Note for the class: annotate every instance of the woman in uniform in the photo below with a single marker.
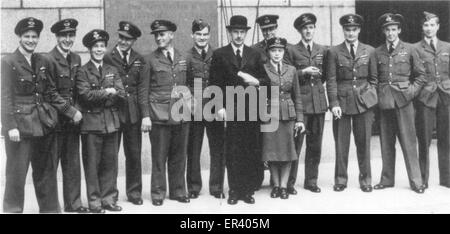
(279, 146)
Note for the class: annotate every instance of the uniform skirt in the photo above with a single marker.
(279, 145)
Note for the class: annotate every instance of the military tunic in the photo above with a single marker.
(28, 103)
(131, 74)
(433, 109)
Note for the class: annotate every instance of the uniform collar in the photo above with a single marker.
(355, 45)
(236, 48)
(199, 51)
(26, 54)
(428, 40)
(64, 54)
(97, 64)
(121, 54)
(395, 43)
(305, 44)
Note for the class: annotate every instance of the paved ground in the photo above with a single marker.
(396, 200)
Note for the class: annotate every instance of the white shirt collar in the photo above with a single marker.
(427, 40)
(121, 54)
(236, 48)
(97, 64)
(275, 65)
(200, 50)
(355, 45)
(64, 54)
(395, 43)
(26, 54)
(171, 50)
(306, 44)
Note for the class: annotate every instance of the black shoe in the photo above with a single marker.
(420, 189)
(193, 195)
(232, 199)
(218, 195)
(275, 192)
(113, 208)
(248, 199)
(339, 187)
(157, 202)
(80, 210)
(292, 191)
(313, 188)
(283, 193)
(382, 186)
(136, 201)
(366, 189)
(97, 210)
(183, 199)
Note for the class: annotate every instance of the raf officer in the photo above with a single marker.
(433, 102)
(352, 94)
(309, 57)
(29, 118)
(64, 66)
(130, 65)
(100, 90)
(166, 70)
(198, 63)
(400, 76)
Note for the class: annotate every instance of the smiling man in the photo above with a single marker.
(28, 117)
(165, 72)
(64, 66)
(130, 65)
(399, 75)
(198, 63)
(433, 102)
(351, 94)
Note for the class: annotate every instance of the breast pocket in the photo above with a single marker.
(402, 65)
(25, 85)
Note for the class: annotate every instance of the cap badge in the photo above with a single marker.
(96, 35)
(351, 19)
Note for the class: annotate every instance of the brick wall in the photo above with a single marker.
(328, 12)
(89, 13)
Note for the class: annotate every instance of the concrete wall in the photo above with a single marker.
(89, 13)
(328, 12)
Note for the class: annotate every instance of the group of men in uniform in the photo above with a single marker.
(49, 101)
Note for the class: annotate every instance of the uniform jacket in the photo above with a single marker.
(437, 73)
(400, 76)
(131, 75)
(224, 69)
(290, 101)
(163, 86)
(64, 78)
(99, 109)
(29, 97)
(312, 89)
(349, 84)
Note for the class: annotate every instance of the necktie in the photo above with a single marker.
(203, 54)
(124, 58)
(238, 57)
(432, 45)
(391, 48)
(352, 50)
(169, 57)
(68, 59)
(100, 70)
(33, 63)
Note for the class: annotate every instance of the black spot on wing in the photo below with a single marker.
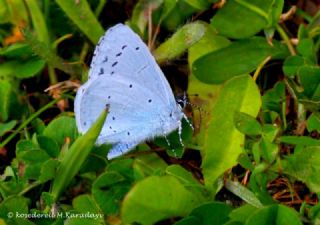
(101, 71)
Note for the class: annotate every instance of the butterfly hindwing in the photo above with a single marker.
(125, 78)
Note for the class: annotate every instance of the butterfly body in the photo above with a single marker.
(125, 78)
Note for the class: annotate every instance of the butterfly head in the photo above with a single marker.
(172, 120)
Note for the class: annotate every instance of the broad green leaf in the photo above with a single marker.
(5, 98)
(61, 128)
(12, 210)
(82, 221)
(109, 189)
(207, 214)
(275, 215)
(188, 180)
(184, 38)
(85, 203)
(177, 16)
(243, 193)
(247, 124)
(299, 140)
(292, 64)
(5, 127)
(18, 12)
(4, 13)
(198, 4)
(38, 21)
(224, 142)
(25, 145)
(49, 145)
(209, 42)
(48, 170)
(81, 14)
(310, 80)
(203, 95)
(313, 122)
(147, 165)
(242, 18)
(73, 159)
(307, 49)
(189, 220)
(16, 50)
(238, 58)
(272, 100)
(304, 166)
(22, 69)
(139, 18)
(242, 213)
(276, 10)
(33, 156)
(157, 198)
(29, 68)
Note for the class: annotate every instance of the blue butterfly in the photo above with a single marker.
(125, 77)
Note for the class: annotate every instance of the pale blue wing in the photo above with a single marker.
(122, 52)
(125, 77)
(135, 112)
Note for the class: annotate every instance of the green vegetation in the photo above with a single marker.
(251, 73)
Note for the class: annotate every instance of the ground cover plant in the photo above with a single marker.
(250, 72)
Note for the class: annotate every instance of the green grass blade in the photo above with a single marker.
(80, 13)
(76, 155)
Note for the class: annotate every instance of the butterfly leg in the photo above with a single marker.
(120, 149)
(180, 133)
(186, 118)
(173, 150)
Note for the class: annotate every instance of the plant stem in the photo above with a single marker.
(286, 39)
(261, 65)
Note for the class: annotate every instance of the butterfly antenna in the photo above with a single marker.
(174, 151)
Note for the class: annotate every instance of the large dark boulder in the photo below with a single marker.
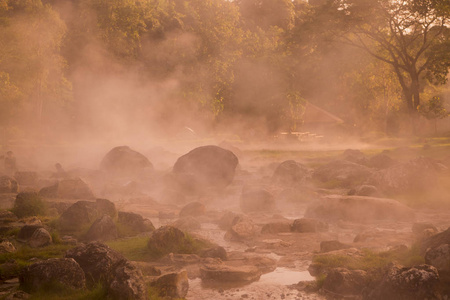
(205, 167)
(97, 260)
(103, 229)
(290, 173)
(359, 209)
(124, 161)
(62, 271)
(402, 283)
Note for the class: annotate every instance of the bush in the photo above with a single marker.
(28, 204)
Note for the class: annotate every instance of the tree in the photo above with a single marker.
(412, 36)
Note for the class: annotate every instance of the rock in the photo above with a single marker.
(26, 232)
(256, 200)
(193, 209)
(166, 239)
(97, 260)
(439, 258)
(79, 214)
(173, 285)
(418, 282)
(103, 229)
(327, 246)
(187, 223)
(414, 176)
(346, 173)
(215, 252)
(127, 282)
(40, 238)
(359, 209)
(7, 247)
(276, 227)
(224, 273)
(74, 188)
(29, 204)
(309, 225)
(63, 271)
(345, 282)
(8, 185)
(290, 173)
(381, 161)
(135, 222)
(125, 162)
(26, 178)
(105, 206)
(205, 167)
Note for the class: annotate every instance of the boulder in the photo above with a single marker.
(345, 282)
(290, 173)
(79, 214)
(135, 222)
(327, 246)
(127, 282)
(205, 167)
(106, 207)
(8, 185)
(40, 238)
(193, 209)
(225, 273)
(344, 173)
(359, 209)
(63, 271)
(124, 161)
(416, 175)
(414, 283)
(97, 260)
(172, 285)
(439, 258)
(103, 229)
(308, 225)
(256, 199)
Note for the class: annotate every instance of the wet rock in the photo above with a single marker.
(439, 258)
(205, 167)
(309, 225)
(359, 209)
(127, 282)
(26, 178)
(105, 206)
(79, 214)
(192, 209)
(215, 252)
(40, 238)
(8, 185)
(253, 200)
(418, 282)
(103, 229)
(345, 282)
(173, 285)
(416, 175)
(7, 247)
(290, 173)
(166, 239)
(224, 273)
(29, 204)
(97, 260)
(124, 161)
(276, 227)
(344, 173)
(187, 223)
(135, 222)
(327, 246)
(26, 232)
(64, 271)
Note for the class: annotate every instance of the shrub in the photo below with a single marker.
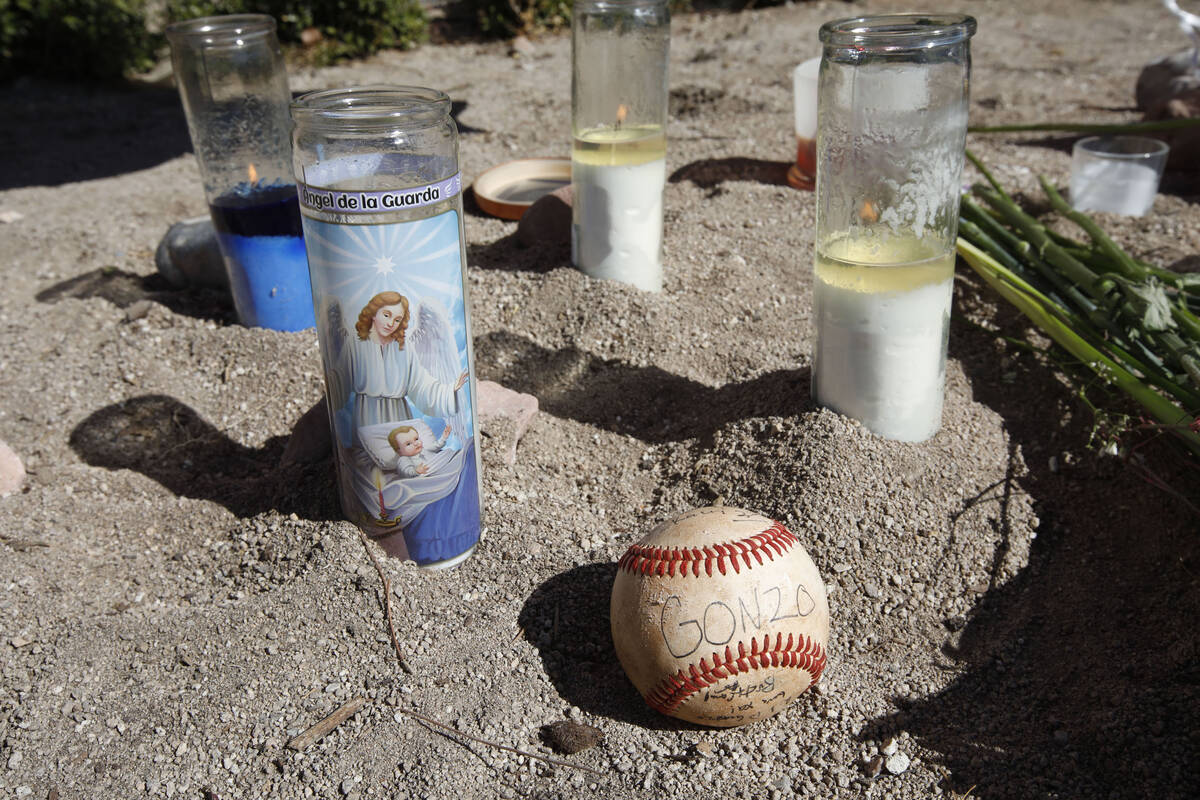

==*==

▶ _Work instruction_
When you repeat the material, keep every word exact and drop the pictures.

▶ _Solution to this problem_
Note for the class: annotate every instance of the woman in uniform in the photo below with a single marker.
(279, 146)
Note for the class: annotate every instance of the uniform skirt in the photo above with a single marker.
(279, 145)
Note for the class: annotate every instance of the military tunic in the photo above with a single marker.
(28, 103)
(131, 74)
(433, 109)
Note for the class: annotate every instance of the uniform collar in the photo above with a single marker.
(355, 45)
(236, 48)
(199, 51)
(26, 54)
(428, 40)
(64, 54)
(97, 64)
(121, 54)
(395, 43)
(305, 44)
Note for the class: annotate every instance of the paved ground in the photo above with a single marker.
(396, 200)
Note for the class: annotate every instance of the white shirt collar in the photo above with a single marker.
(427, 40)
(121, 54)
(236, 48)
(97, 64)
(275, 65)
(200, 50)
(355, 45)
(64, 54)
(395, 43)
(26, 54)
(171, 50)
(306, 44)
Note for the class: annotate every instance of the black shoe in the photo above with a single marker.
(420, 189)
(193, 195)
(232, 199)
(218, 195)
(275, 192)
(113, 208)
(248, 199)
(339, 187)
(157, 202)
(80, 210)
(292, 191)
(313, 188)
(283, 193)
(382, 186)
(136, 201)
(366, 189)
(97, 210)
(183, 199)
Note for the class: annotate every instance of the raf officer in the photo above with a single marker.
(433, 102)
(352, 94)
(309, 57)
(29, 118)
(64, 66)
(130, 65)
(100, 90)
(166, 70)
(198, 63)
(400, 76)
Note for the class: annotate every instance of the smiling man in the photo above with a single marker.
(28, 117)
(165, 72)
(64, 66)
(130, 65)
(399, 75)
(198, 63)
(433, 102)
(351, 94)
Note for the class: annotate every instance of the breast pocket in the photo above with a single marker.
(402, 65)
(25, 85)
Note for the class: annotate every instance of the cap badge in the photo above with a single marker.
(96, 35)
(351, 19)
Note for the class: annotate every instance of the brick wall in the photo above with a single marker.
(328, 12)
(89, 13)
Note for the class: annotate every instance of the concrete wall in the photo above with a single marker.
(89, 13)
(328, 12)
Note for the class: annotate every instance of the group of men in uniform in the photo above with a single marker.
(49, 101)
Note for the class: annotate every instance of the uniform jacket in the photo above with a single marker.
(437, 73)
(400, 76)
(131, 75)
(224, 69)
(290, 101)
(163, 86)
(64, 78)
(99, 109)
(29, 97)
(312, 89)
(349, 84)
Note for the class: annotate every instance of the necktie in the photo above with a single marker.
(203, 54)
(124, 58)
(238, 57)
(432, 45)
(391, 48)
(352, 50)
(169, 57)
(68, 59)
(100, 70)
(33, 63)
Note for the class: annotate every instance of the black spot on wing in the photo below with a single marker.
(101, 71)
Note for the class: annotate every instance of the butterfly hindwing in the photo above with a single marker.
(125, 78)
Note for the class: annotate every instance of the butterfly body in the photo above with a single marker.
(125, 78)
Note for the class: annotate every instance of the butterfly head in the photo above with a single marker.
(172, 120)
Note for the class: annotate every instance of the broad green leaf in the photo above with a single marker.
(5, 98)
(61, 128)
(12, 210)
(82, 221)
(109, 189)
(207, 214)
(275, 215)
(188, 180)
(184, 38)
(85, 203)
(177, 16)
(243, 193)
(247, 124)
(299, 140)
(292, 64)
(5, 127)
(18, 12)
(4, 13)
(198, 4)
(38, 21)
(224, 142)
(25, 145)
(49, 145)
(209, 42)
(48, 170)
(81, 14)
(310, 80)
(203, 95)
(313, 122)
(147, 165)
(242, 18)
(73, 159)
(307, 49)
(189, 220)
(16, 50)
(238, 58)
(272, 100)
(304, 166)
(22, 69)
(139, 18)
(242, 213)
(276, 10)
(33, 156)
(157, 198)
(29, 68)
Note for the class: annotate every instance of the blue butterfly in the photo above with a single marker.
(125, 77)
Note for the class: annotate every instance of the pale blue wing in the photo above with a single marker.
(122, 52)
(125, 77)
(135, 112)
Note for the class: annotate every instance of the green vegetation in the photo above with a single marker.
(251, 73)
Note for the class: annotate every instance of the ground cover plant in the photo above with a single marker.
(250, 72)
Note for the class: annotate every instance of the green grass blade in the photo above with a single marker.
(80, 13)
(76, 155)
Note for the class: annotate every instance of the butterfly leg in the photo above with a single marker.
(120, 149)
(180, 133)
(186, 118)
(173, 150)
Note for the class: annotate every instance of the plant stem in the photo above with a single marker.
(286, 39)
(261, 65)
Note for the class: annotate every instance of the butterfly antenna in the photo above with a single marker.
(174, 151)
Note for the class: annotate every instance of the large dark boulder in the photo below with a single marker.
(205, 167)
(97, 260)
(103, 229)
(290, 173)
(359, 209)
(124, 161)
(62, 271)
(402, 283)
Note for the class: annotate every instance of the bush in the photo above with a single marker.
(28, 204)
Note for the class: annotate every instance of the tree in the photo above with a single marker.
(412, 36)
Note for the class: annotate every instance of the rock in the photo above with a single marker.
(26, 232)
(256, 200)
(193, 209)
(166, 239)
(97, 260)
(439, 258)
(79, 214)
(173, 285)
(418, 282)
(103, 229)
(327, 246)
(187, 223)
(414, 176)
(346, 173)
(215, 252)
(127, 282)
(40, 238)
(359, 209)
(7, 247)
(276, 227)
(224, 273)
(74, 188)
(29, 204)
(309, 225)
(63, 271)
(345, 282)
(8, 185)
(290, 173)
(381, 161)
(135, 222)
(125, 162)
(26, 178)
(105, 206)
(205, 167)
Note for the class: annotate every instance of the boulder in the photo above with a single marker.
(345, 282)
(290, 173)
(79, 214)
(135, 222)
(327, 246)
(127, 282)
(205, 167)
(106, 207)
(8, 185)
(40, 238)
(193, 209)
(225, 273)
(344, 173)
(359, 209)
(63, 271)
(124, 161)
(416, 175)
(414, 283)
(97, 260)
(172, 285)
(439, 258)
(103, 229)
(308, 225)
(256, 199)
Note for the class: annotate every instance of the wet rock in the photo above with a single marker.
(439, 258)
(205, 167)
(309, 225)
(359, 209)
(127, 282)
(26, 178)
(105, 206)
(79, 214)
(192, 209)
(215, 252)
(40, 238)
(8, 185)
(253, 200)
(418, 282)
(103, 229)
(345, 282)
(173, 285)
(416, 175)
(7, 247)
(290, 173)
(166, 239)
(224, 273)
(29, 204)
(97, 260)
(124, 161)
(276, 227)
(344, 173)
(187, 223)
(135, 222)
(327, 246)
(26, 232)
(64, 271)
Note for the class: annotate every instance of the shrub in the photo below with a single marker.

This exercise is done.